→ Input data:

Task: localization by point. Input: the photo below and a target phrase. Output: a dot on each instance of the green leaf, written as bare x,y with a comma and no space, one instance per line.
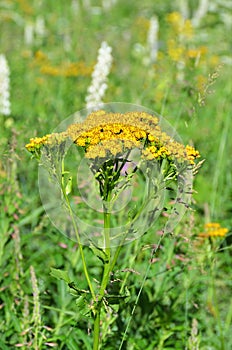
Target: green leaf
83,306
60,275
75,290
68,187
99,252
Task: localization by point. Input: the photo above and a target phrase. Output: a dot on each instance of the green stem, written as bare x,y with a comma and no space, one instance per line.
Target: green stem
105,277
78,238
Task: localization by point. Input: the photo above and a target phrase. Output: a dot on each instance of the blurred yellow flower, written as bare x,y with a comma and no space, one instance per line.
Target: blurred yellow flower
175,52
213,229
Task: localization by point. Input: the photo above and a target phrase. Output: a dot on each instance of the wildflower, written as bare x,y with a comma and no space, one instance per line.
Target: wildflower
175,51
37,143
152,38
213,229
118,133
4,86
110,134
98,85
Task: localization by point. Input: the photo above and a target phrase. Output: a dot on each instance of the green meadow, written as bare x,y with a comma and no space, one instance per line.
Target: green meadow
177,290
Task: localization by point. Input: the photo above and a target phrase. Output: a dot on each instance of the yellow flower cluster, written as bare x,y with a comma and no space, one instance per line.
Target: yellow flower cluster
103,134
180,25
213,229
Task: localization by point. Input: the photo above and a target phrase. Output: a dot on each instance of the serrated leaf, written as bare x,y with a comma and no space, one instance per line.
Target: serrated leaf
60,275
99,252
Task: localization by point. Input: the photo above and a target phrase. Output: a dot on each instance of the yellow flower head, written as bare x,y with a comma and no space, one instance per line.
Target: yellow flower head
213,229
104,134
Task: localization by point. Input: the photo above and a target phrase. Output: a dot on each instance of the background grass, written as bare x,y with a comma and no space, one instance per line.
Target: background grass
188,281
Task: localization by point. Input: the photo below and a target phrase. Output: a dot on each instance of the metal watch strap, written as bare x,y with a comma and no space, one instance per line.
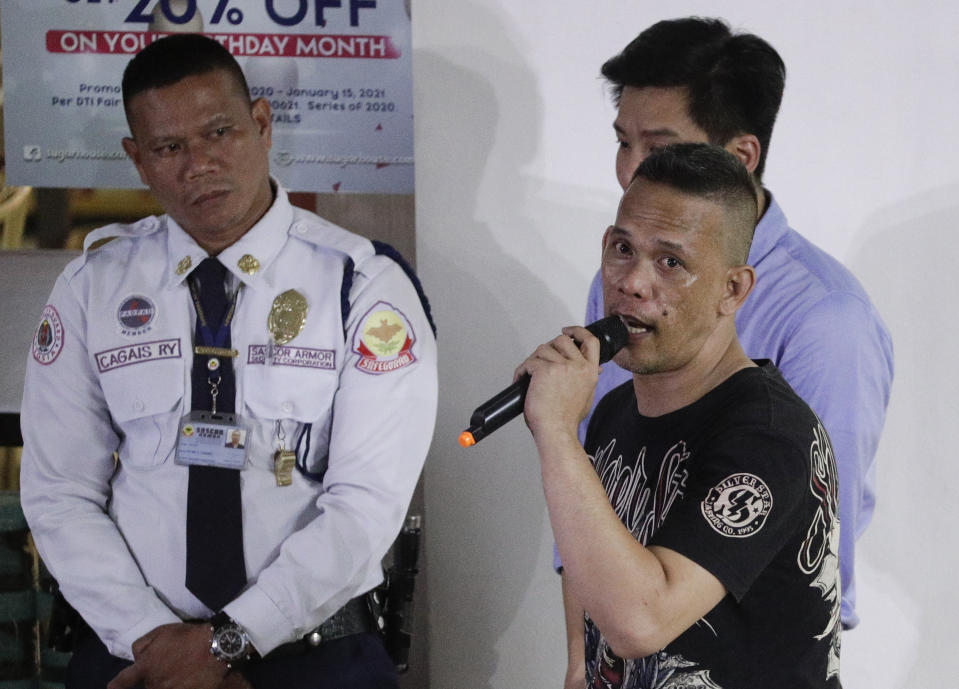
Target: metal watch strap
222,624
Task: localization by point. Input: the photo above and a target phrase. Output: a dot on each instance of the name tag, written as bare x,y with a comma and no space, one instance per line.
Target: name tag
207,439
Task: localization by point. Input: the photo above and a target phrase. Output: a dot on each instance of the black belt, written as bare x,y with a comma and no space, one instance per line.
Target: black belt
353,618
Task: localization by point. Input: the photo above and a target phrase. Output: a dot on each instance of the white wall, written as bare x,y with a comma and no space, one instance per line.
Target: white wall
515,185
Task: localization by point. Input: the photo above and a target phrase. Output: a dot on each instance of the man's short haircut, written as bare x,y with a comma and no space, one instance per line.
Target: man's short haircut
173,58
735,81
710,172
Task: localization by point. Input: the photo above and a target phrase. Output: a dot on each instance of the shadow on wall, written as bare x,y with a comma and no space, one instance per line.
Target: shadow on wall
907,560
485,510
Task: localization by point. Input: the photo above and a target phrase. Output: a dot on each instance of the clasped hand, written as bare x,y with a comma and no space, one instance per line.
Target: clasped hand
177,656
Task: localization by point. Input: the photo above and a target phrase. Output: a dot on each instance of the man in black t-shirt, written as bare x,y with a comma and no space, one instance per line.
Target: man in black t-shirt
701,536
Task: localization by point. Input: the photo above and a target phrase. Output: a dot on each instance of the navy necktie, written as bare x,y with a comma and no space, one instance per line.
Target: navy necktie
215,571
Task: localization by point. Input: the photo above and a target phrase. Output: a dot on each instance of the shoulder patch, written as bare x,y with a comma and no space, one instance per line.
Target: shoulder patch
738,505
384,340
48,339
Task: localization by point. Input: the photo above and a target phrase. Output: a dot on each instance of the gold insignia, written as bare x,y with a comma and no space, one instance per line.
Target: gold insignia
288,316
248,264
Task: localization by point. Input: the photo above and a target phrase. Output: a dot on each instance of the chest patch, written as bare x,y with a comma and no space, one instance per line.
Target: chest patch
48,340
738,506
384,341
135,315
139,353
304,357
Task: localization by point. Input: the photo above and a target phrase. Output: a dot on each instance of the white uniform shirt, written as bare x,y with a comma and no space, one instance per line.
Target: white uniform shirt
108,374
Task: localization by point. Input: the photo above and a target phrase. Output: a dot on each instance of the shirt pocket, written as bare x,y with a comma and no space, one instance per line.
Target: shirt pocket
294,402
146,404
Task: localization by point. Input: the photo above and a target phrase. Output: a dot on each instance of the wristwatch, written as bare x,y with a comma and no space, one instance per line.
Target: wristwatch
229,643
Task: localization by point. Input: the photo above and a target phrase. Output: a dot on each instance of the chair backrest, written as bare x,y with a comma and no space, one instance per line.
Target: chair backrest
15,204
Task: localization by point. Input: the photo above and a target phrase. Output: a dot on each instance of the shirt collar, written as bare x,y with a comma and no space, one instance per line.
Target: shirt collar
770,229
247,258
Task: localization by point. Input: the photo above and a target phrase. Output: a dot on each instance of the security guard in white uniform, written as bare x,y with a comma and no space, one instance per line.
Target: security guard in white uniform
334,363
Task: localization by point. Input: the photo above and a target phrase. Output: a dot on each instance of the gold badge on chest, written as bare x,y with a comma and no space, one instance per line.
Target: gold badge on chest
287,316
248,264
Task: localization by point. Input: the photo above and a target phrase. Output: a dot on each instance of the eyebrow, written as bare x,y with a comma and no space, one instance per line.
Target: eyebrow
662,131
664,243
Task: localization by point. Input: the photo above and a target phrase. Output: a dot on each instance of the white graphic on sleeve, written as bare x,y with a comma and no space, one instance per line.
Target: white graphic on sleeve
738,506
819,553
658,671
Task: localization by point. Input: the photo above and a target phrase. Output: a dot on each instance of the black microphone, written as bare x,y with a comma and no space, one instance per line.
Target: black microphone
508,404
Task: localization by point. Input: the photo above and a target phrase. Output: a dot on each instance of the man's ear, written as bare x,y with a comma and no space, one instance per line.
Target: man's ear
740,281
133,151
602,247
747,149
260,111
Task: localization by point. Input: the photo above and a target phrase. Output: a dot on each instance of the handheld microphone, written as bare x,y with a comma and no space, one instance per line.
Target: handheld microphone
508,404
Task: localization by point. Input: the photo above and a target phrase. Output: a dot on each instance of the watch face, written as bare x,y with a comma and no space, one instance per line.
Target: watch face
230,642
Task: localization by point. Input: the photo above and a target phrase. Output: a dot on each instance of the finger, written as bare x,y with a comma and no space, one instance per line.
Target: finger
126,678
141,644
586,342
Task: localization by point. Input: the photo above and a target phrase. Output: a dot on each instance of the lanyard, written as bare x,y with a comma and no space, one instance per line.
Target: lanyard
213,342
211,339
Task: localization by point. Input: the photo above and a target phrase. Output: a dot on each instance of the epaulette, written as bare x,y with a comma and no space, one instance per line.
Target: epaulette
326,235
102,236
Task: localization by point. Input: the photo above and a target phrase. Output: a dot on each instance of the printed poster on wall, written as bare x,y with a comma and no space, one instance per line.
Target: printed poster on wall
337,74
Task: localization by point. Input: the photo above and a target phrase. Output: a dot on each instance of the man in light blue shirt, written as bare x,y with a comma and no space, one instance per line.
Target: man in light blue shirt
693,80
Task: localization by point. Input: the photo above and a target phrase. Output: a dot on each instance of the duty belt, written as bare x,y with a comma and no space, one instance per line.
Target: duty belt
353,618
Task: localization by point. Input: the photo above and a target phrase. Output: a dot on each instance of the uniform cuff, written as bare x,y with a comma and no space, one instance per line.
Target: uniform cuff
267,625
122,646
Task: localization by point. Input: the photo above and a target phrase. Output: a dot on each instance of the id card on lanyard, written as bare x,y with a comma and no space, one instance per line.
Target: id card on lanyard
212,438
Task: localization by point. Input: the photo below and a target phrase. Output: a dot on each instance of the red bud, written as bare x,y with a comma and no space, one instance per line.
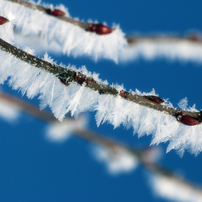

→ Task item:
Reproduce the data above exactly, leaving each picture out.

→ Response box:
Task: localization by point. Input: the photo below and a target phrase. Output: a dot on each instance of the green leaf, written as bare x,y with a comma and no space, one instance per line.
Target: green leaf
83,306
60,275
75,290
68,187
99,252
Task: localization by point. Input: the photo above and a target phrase. Output: a dot on each instance of the green stem, written as bare x,y with a comma and no space, one instance per line.
Target: green stem
105,277
78,238
Task: localization by point. Input: the photo above and a target phrase. Output: a dot on each instance of the blurred yellow flower, written as bare x,y with a comma and no space, one instance per line.
Target: blurred yellow flower
175,52
213,229
Task: localization by point. Input: the photo above and a target phrase. Output: a dot on each instance of the wildflower, written as bare x,y with a comma and no space, one instance per line.
Target: wildflower
175,51
37,143
152,38
213,229
118,133
4,86
110,134
98,85
Task: localization by point. Input: the photo above and a target phrase. Output: a dot on each instance of the green meadow, written as bare x,y with a comma and no space, one instance per line.
Target: green meadow
177,290
Task: localization by point. Input: the photo above and a target phrase. Output: a dot on each instance of the yellow flower cluster, written as bare x,y with a comma and no space, one instance per line.
Target: yellow flower cluster
103,134
180,25
213,229
Task: localization by point. Input: the photo above and a target phrase. Output: a dot on each instance of the serrated leaf, written as bare x,y with a comma and no space, one instance per line.
Target: serrated leaf
60,275
99,252
Task: localization by point. Input: the photo above and a target phrase. Output: a dot on each instance of the yellow flower head, written as bare x,y with a comma and no space, one instance per line.
Target: yellow flower head
213,229
104,134
Task: localization by point. Input: the photo above and a target phrase. Output: a dot on each instance of the background grass, written as bare x,y with a comma and no space, one instance per line.
Target: background grass
188,281
Task: localization by point. Input: the photo below and a target phrase. Output: a dot on each instance of the metal watch strap, written as bare x,y with a comma and no space, one instance per line.
Target: metal watch strap
222,624
Task: localization by point. Input: the photo above and a target phrase. Output: a dot on each instance of the name tag, written as bare x,y with a comma and no space, one instance per line.
Target: name tag
207,439
Task: localization by point. Input: the photo above and a target phrase. Output: a dot on each instance of the black belt, written as bare x,y with a comma and no space, one instance per line.
Target: black belt
353,618
Task: localization by point. Input: the photo above and a target phrase. Output: a dot on each instance of the white wall, written as bare x,y with a comma and no space, one instance per line.
Target: white wall
515,185
Task: localization by point. Input: the photo above and a target phrase. Output: a dot on each instance of the man's short haircut, written as bare x,y with a comma and no space, one instance per line.
Target: man's short haircut
173,58
735,81
710,172
Task: localization by point. Input: the photo above and a target phrase. Output: a dot on each instance of the shadow on wall, written as bare x,y with a comma and no space, one instance per line.
Target: shadow on wall
907,560
485,510
Task: localization by point. Input: the photo above and a target phrase. Output: a dot on each instance of the clasped hand, written as bare x,y with a comma and no space, one instance per line.
Target: clasped hand
177,656
Task: localization by point. Input: the photo above and a target phrase. Output: a dot on each instance of the man in black t-shirt, written as bare x,y with a comma and no space, one instance per line.
Target: man in black t-shirt
701,536
Task: localization by point. Input: the photo above and a target phrase. Output: a dot on each instance of the navy necktie, written as bare x,y with a comma and no space, one instance per line.
Target: navy necktie
215,571
Task: localization by point. Input: the photo above and a target phrase. Output: a dot on each instance of the shoulder patch, written as bare x,y with a comma and no space, one instance per line.
Target: shoulder patch
738,505
384,340
48,339
Task: localization by point. Input: the photo above and a target phrase. Output: a dot on each instance of the gold insignia, written as bare x,y with a comma and no space, one instance per line.
Target: gold insignia
288,316
248,264
Task: localization by point. Input: the photo above and a target phrase. Output: a dot on each instance of the chest patch, written as bare x,y with a comma and no space, one instance per line.
Target: chest patch
48,340
738,506
384,341
135,315
139,353
304,357
Task: localization by point. Input: the photo above and a target phrase. Output: a dot on each instance of the white uniform shirt, written as bare x,y with a comma and no space, one instance per line.
Target: white uniform shirt
108,374
Task: localization by point. Input: the photo above and a target phrase. Output: a dot on each instance of the shirt pocket, written as bare x,y with a comma and no space, one instance per line.
Target: shirt pocket
294,402
146,404
Task: localization by point. Input: the photo above and a target phrase. Output: a dot on each instance of the wristwatch, written as bare x,y with a comma and no space, one instance per line.
Target: wristwatch
229,643
Task: localization by point. Input: the photo above and a target phrase. Output: a dot on each instance of the chair backrest, written as bare x,y with a comma and no space, one instance per line.
Target: chair backrest
15,204
Task: localization by point. Input: the photo above and a target phrase. Output: a dot on each instance of the shirt collar, written as bare x,y with a comma and no space, one instance per line.
Target: shirt collar
770,229
247,258
Task: localization by point. Input: the photo above and a target phrase. Output: a dot on each instance of the security guard in white uniform, written as bare x,y with a comma and no space, one instance per line.
Target: security guard in white uniform
334,363
Task: localization by point. Input: the photo above and a target phrase. Output: a dot on each instance of the gold badge on chest, written as bare x,y with a comma and no space, one instance per line.
Target: gold badge on chest
287,316
248,264
Task: localization by point. Input: the photo above and a target phrase. Output: a dot on each instance of the eyebrow, written as bare x,y with a comma and no space, one instance per line.
Target: eyebrow
662,131
664,243
Task: localization by point. Input: the photo above and a target phrase. Output: a dot on each instance of the white graphic on sleeve, written as bare x,y with a comma and no space, one instance per line.
Target: white graphic on sleeve
738,506
819,553
658,671
Task: localization by point. Input: the photo above and a target phrase. Output: a dot on each instance of the black microphone, written as bare x,y with a comma and no space, one instance per line.
Target: black microphone
508,404
Task: localization by point. Input: the photo above and a target phrase. Output: a dot on each instance of the man's ear, written as bare x,y with a comma and no space, one instance per line.
Target: man's ear
740,281
133,151
602,247
747,149
260,111
Task: localization by point. Input: the photo above and a target phrase. Output: a dot on each instance of the handheld microphone, written as bare x,y with a comma and no space, one instance per line.
Target: handheld microphone
508,404
Task: localization by point. Input: the photo above and a target phrase. Output: a dot on each instance of the watch face, written as bare x,y with a comma and no space, one instance per line.
Target: watch face
230,642
Task: localization by point. Input: the photo above and a target phrase. Output: a dot on each instance of the finger, written as bare x,y with a comma and no space, one instance per line.
Target: finger
126,678
141,644
586,342
Task: localization by point. Input: the photo above and a target phrase. Output: a dot on each instance of the lanyard, written as bare x,y with a comma and no space, one instance per line.
Target: lanyard
213,342
211,339
Task: localization by point. Input: the photo above and a target phrase. Output: a dot on each instance of the epaulette, written as bare x,y with a comma and no space, one instance per line.
Target: epaulette
326,235
102,236
Task: localization by point. Input: the photo above and a target phrase. Output: a dot on each instance of the printed poster on wall, written as bare x,y with a comma and no space, one instance per line.
Target: printed poster on wall
337,74
Task: localization by point. Input: the photo above and a target phrase. Output: a dot on each instance of the man in light blue shirt, written as bare x,y with a comma and no space, one instance per line.
Target: man in light blue shirt
693,80
Task: localization by point. Input: the photo above and a target phrase. Output: a dot on each instance of the duty belt, written as bare x,y with a comma and no space, one instance per line.
Target: duty belt
353,618
Task: localization by point. Input: the photo above and a target phrase. Output: a dot on each instance of the uniform cuff, written as bare x,y with a comma and no space, one instance per line.
Target: uniform cuff
267,625
122,646
Task: localization by point. Input: the photo above and a target phrase. Output: a dot on each instance of the id card on lanyard, written as bare x,y with a comma and no space, one instance per line.
Target: id card on lanyard
212,438
Task: localization by point. Input: the photo below and a target phrase. Output: a dot on each instance of the red bud, written as bare x,y with a comma and no space, one instance per line.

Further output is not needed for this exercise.